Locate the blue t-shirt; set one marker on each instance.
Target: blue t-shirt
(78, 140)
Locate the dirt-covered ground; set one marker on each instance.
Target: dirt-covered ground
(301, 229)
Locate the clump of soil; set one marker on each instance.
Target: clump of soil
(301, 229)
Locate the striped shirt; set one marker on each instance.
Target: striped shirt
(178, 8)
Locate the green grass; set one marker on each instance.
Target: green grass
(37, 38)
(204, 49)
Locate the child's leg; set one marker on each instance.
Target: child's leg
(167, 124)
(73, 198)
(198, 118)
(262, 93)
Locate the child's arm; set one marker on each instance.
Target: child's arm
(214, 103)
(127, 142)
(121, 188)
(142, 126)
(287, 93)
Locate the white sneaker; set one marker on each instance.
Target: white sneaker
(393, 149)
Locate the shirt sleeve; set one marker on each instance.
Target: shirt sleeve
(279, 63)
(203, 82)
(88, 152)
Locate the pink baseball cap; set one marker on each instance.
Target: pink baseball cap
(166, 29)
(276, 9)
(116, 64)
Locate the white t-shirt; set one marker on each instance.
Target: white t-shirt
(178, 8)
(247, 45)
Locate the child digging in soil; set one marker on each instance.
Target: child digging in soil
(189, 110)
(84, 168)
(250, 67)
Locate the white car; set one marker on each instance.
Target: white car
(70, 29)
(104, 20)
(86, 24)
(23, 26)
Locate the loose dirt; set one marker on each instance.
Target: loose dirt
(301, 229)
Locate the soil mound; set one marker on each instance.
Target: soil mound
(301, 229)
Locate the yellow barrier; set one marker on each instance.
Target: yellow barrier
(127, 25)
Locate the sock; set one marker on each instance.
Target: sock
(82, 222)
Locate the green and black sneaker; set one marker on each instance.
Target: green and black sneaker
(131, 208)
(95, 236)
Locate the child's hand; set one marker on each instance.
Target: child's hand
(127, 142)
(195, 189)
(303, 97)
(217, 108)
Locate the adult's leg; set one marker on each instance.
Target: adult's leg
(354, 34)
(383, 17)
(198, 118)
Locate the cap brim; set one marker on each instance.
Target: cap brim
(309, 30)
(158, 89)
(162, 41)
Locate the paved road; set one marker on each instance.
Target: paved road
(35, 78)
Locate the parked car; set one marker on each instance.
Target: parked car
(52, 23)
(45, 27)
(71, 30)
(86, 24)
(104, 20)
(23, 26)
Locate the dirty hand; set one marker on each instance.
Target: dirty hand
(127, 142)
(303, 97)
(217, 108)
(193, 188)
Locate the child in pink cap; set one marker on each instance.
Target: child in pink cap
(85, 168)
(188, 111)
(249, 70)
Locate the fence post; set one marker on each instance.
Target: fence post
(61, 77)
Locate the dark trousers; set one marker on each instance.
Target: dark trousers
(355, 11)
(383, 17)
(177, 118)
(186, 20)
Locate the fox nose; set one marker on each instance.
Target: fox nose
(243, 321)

* **Your task**
Each entry above must be repeated word for word.

* **Output for this exercise**
Locate the blue t-shirt; set one marker on each instance.
Target: blue t-shirt
(78, 140)
Locate the dirt-covered ground; set one marker on each instance.
Target: dirt-covered ground
(301, 229)
Locate the clump of soil; set one marker on each instance.
Target: clump of soil
(301, 229)
Locate the striped shirt; set one marker on each instance.
Target: striped shirt
(178, 8)
Locate the green grass; set one marker on each instance.
Target: green grass
(37, 38)
(204, 49)
Locate the child's leg; set one marker on each instance.
Target: child's leg
(167, 124)
(73, 198)
(198, 118)
(262, 93)
Locate the child's arm; set one marker on each instance.
Target: child's arm
(214, 103)
(127, 142)
(121, 188)
(142, 126)
(287, 93)
Locate the white sneaker; set one marker on each instance.
Target: white sneaker
(393, 149)
Locate the shirt sleeve; set one marker on each instance.
Target: shirt sleeve
(279, 63)
(203, 82)
(88, 152)
Locate the pink baseball cap; set one marker on each instance.
Target: pink baseball cap
(166, 29)
(276, 9)
(116, 64)
Locate the white t-shirt; set one marker on each instance.
Target: white t-shirt
(178, 8)
(247, 45)
Locate the child digging in soil; set one marker on each instance.
Target: child digging in soil
(189, 110)
(84, 168)
(250, 67)
Locate the white car; set one marker on each instance.
Target: white car
(70, 29)
(104, 20)
(86, 24)
(23, 26)
Locate the loose dirt; set one marker on each instance.
Target: loose dirt
(301, 229)
Locate the soil mound; set one marker on each instance.
Target: soil mound
(301, 229)
Locate the yellow barrier; set one marker on each instance.
Target: yellow barrier
(127, 25)
Locate the sock; set one marker on each instance.
Target: sock
(82, 222)
Locate the green and black sneaker; set one marker on each instance.
Target: green and black sneaker
(131, 208)
(95, 236)
Locate the child's hand; set one marker on each instance.
Target: child's hand
(127, 142)
(195, 189)
(303, 97)
(217, 108)
Locate the adult's leg; set one marker on each instance.
Target: adult's leg
(354, 34)
(383, 17)
(198, 118)
Locate the cap brim; set one marker on each instance.
Target: cap brim
(309, 30)
(158, 89)
(162, 41)
Locate the paved road; set one marker on each instance.
Target: paved road
(35, 78)
Locate the parked car; set one marker on each instance.
Target: parked car
(52, 23)
(45, 27)
(71, 30)
(86, 24)
(104, 20)
(23, 26)
Locate the dirty hand; set one marker on each instance.
Target: dirty hand
(127, 142)
(303, 97)
(217, 108)
(193, 188)
Locate the child in pink cap; set one marker on each instance.
Target: child in pink cap
(85, 168)
(188, 111)
(249, 70)
Locate the fence post; set one marker on each instance.
Target: fence post
(61, 77)
Locate the dark trousers; set one marker on each instance.
Target: dark trousers
(355, 11)
(383, 17)
(177, 118)
(186, 20)
Locate the fox nose; set one marker on each instance.
Target: fox nose
(243, 321)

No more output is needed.